▶ [EXERCISE DETAILS]
Could you write out again the part of the items that opens with the line containing "Keypoint placement: for each instance of the pool water, imagine" and closes with the line containing "[(563, 227)]", changing "green shrub" to "boxwood hedge" and leaving everything else as it is?

──────

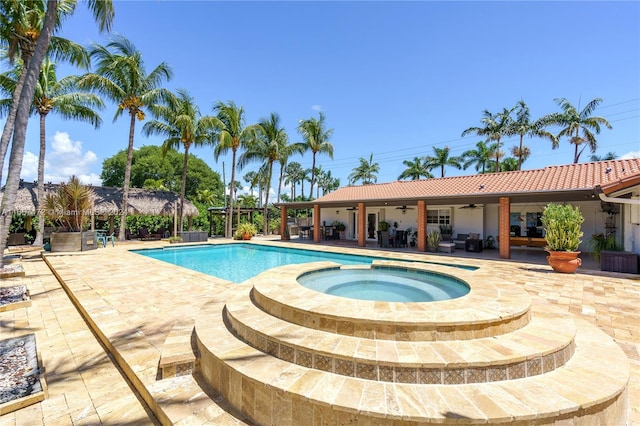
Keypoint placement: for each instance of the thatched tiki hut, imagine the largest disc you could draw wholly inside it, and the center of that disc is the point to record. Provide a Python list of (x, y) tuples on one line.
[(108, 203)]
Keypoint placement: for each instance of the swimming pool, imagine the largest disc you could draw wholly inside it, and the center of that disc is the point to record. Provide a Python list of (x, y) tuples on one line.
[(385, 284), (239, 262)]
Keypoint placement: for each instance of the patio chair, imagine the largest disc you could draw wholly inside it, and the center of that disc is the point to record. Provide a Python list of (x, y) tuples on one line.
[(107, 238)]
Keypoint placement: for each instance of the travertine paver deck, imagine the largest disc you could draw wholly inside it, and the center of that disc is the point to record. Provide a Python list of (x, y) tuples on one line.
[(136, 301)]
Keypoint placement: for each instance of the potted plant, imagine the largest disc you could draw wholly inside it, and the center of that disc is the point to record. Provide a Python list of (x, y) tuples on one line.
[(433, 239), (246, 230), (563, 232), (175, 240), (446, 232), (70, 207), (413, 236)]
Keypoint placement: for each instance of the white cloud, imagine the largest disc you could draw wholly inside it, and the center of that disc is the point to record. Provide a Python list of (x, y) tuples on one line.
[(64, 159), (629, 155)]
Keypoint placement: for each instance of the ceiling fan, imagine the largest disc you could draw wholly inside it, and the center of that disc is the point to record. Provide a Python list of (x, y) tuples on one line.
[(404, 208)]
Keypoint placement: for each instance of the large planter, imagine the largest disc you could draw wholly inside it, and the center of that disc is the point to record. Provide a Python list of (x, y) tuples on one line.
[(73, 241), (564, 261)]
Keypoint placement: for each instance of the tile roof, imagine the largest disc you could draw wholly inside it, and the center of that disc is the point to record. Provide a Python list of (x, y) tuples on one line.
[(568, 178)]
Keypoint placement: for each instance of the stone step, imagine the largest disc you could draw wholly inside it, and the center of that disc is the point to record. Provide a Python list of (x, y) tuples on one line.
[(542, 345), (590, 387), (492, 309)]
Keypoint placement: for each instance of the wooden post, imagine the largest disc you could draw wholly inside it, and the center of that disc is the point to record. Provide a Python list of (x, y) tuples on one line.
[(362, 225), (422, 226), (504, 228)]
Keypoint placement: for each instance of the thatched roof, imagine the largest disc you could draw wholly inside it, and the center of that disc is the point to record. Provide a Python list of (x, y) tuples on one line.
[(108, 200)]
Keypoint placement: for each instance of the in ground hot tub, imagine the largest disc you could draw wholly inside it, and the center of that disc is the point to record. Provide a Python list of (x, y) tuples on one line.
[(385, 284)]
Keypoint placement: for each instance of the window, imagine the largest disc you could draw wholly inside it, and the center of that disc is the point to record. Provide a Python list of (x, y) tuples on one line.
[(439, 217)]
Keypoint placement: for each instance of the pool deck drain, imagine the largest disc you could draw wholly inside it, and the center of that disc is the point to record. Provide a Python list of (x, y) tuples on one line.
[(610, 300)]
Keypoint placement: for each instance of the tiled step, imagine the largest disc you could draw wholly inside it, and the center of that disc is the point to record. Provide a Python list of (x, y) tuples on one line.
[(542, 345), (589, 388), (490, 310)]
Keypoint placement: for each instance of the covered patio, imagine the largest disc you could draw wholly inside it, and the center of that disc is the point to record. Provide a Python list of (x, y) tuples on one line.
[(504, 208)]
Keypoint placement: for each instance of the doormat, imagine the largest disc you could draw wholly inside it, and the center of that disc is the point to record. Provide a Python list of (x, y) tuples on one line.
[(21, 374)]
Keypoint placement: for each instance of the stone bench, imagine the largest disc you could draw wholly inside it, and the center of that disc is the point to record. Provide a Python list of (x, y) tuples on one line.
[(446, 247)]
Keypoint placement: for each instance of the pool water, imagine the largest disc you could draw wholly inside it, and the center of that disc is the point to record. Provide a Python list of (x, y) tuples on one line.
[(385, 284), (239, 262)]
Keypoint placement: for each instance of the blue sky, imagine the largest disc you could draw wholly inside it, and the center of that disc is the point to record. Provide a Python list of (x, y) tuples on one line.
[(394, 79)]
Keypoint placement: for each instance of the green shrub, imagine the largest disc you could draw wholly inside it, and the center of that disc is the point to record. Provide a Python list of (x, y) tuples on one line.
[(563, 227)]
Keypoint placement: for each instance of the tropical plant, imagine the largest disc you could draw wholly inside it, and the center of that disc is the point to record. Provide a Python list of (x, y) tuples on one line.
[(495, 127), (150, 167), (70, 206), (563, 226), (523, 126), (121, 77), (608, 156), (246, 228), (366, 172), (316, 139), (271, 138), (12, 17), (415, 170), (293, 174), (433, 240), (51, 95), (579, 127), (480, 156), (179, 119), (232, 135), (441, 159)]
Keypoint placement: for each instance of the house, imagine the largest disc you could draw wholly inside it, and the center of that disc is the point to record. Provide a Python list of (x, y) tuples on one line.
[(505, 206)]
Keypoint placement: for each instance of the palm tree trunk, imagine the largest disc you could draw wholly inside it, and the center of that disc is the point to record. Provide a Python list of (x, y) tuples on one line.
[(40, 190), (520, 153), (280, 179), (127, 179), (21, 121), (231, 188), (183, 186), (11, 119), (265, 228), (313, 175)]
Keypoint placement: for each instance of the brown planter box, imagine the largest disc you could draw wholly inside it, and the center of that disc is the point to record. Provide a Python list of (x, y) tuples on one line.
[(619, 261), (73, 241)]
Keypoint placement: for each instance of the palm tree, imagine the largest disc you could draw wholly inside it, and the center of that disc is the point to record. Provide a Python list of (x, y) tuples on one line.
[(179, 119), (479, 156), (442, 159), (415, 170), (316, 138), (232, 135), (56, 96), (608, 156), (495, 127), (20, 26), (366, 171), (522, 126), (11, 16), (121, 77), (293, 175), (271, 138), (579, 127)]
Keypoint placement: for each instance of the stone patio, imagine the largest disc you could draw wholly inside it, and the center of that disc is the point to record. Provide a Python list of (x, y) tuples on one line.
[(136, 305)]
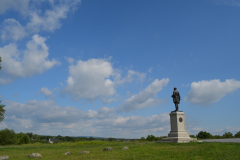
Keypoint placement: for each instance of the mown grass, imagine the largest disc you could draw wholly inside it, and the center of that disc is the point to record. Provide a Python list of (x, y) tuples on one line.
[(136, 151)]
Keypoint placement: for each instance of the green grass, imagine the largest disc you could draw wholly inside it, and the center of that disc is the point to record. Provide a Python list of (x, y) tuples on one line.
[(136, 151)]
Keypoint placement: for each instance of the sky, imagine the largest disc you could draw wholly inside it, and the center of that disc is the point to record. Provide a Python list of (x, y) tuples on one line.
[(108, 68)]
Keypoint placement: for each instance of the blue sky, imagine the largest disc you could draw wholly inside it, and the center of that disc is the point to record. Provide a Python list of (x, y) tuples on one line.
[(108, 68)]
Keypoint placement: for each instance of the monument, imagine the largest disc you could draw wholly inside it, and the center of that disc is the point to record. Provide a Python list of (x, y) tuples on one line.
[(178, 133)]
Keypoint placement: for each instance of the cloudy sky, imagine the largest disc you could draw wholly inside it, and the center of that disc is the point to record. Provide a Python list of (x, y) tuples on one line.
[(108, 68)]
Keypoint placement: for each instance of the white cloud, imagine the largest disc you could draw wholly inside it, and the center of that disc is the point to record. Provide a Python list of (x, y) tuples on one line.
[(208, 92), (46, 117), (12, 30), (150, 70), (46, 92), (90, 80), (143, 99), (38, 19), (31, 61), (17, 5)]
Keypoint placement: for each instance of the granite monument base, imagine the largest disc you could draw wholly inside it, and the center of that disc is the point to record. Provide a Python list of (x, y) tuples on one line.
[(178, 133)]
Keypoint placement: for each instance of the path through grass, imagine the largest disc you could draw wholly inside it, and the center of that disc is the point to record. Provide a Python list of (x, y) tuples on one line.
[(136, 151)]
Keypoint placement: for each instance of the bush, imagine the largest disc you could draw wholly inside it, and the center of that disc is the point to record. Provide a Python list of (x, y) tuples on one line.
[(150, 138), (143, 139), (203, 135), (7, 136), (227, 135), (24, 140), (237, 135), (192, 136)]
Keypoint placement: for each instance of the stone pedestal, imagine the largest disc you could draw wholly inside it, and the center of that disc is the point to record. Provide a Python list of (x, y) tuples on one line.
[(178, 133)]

──────

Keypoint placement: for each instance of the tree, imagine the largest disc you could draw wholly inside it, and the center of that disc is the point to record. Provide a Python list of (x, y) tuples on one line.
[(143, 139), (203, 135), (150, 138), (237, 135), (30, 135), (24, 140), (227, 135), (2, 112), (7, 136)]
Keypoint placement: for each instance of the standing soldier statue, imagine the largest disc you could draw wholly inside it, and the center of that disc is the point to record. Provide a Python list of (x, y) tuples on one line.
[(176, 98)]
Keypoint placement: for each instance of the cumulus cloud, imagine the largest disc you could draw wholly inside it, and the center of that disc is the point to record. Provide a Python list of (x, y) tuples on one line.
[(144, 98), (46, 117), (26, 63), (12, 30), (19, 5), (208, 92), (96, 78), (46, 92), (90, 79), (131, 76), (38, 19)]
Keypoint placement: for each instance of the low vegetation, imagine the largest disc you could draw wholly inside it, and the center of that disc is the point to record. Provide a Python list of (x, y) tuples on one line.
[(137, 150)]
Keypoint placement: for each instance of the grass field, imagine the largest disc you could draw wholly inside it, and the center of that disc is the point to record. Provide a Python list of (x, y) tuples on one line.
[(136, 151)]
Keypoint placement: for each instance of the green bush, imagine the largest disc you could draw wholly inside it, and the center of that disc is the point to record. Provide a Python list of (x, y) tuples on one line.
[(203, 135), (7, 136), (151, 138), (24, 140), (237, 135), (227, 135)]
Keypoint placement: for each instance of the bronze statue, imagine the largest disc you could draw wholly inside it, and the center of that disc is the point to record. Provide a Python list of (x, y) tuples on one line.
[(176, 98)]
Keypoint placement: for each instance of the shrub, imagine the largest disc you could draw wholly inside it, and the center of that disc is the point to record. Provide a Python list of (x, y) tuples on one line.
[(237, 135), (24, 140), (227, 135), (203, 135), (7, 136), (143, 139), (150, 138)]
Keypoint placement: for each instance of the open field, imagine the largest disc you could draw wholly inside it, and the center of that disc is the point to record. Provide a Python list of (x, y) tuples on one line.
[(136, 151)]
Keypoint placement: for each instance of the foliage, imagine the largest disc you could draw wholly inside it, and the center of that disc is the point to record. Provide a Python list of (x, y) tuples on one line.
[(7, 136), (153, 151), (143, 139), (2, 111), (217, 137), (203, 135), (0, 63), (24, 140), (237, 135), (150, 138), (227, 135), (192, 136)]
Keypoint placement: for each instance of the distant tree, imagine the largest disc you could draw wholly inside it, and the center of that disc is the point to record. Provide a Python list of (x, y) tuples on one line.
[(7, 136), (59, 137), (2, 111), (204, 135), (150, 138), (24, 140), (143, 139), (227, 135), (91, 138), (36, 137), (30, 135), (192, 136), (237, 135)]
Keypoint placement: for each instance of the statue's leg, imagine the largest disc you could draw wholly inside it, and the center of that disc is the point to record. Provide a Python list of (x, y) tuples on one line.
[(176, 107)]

──────

▶ [EXERCISE RESPONSE]
Keypoint placement: for each instance of the pool water, imagine the largest disc you could draw wholly inside it, and the center of that disc is the point to record. Provide a Python list of (x, y) tuples on one line.
[(385, 284), (239, 262)]
Keypoint placement: for each instance of the blue sky, imagine the largest disc you could draw wholly inside it, and the center of that disc is the point to record. Provide a Python list of (x, y) tuples on one line.
[(394, 79)]
Keypoint placement: for each instance of the boxwood hedge, imagine the largest disc you could draw wholly inside it, and the center of that disc is the point to record. Provide a Python list of (x, y) tuples on one line.
[(563, 227)]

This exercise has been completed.